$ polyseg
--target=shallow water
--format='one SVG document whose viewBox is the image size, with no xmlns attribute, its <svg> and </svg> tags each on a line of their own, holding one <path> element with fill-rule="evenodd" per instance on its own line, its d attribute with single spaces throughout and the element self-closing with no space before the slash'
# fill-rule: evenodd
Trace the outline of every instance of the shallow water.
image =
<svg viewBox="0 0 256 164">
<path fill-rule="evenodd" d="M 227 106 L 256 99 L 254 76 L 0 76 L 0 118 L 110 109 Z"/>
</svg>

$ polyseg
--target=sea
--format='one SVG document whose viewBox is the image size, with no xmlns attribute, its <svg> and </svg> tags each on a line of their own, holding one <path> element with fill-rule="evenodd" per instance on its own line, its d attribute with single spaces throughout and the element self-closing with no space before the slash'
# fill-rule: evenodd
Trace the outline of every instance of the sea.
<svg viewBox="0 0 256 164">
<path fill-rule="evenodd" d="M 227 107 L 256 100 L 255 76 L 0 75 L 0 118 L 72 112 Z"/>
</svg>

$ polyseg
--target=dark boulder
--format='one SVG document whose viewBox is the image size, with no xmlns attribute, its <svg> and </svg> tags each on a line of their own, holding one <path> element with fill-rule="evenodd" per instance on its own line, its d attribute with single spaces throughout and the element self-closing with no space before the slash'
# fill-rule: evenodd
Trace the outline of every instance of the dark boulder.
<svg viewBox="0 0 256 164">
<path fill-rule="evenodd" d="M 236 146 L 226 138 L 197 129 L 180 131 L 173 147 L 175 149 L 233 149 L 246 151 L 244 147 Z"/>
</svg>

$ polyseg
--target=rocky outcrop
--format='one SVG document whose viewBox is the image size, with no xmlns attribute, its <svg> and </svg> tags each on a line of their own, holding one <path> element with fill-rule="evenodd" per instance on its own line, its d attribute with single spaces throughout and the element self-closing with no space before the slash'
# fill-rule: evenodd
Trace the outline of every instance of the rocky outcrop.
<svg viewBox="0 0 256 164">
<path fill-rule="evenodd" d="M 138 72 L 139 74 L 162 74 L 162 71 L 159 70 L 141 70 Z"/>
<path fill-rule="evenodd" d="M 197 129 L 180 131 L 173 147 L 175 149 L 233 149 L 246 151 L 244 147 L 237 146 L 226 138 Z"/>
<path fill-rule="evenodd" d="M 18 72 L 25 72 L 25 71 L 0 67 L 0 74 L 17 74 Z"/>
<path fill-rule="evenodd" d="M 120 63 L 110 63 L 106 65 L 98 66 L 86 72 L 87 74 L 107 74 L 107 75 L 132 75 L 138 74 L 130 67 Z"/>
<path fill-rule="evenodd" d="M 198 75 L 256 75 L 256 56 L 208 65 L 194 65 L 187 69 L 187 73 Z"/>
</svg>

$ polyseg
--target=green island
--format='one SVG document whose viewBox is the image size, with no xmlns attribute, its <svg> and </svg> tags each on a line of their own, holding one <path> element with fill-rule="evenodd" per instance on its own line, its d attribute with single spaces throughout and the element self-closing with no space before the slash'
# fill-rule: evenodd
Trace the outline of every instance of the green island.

• YOUR INSTRUCTIONS: Pull out every line of the rows above that contains the string "dark", and copy each one as it appears. Matching is case-sensitive.

• THE RESULT:
--target=dark boulder
Trace the outline of every instance of the dark boulder.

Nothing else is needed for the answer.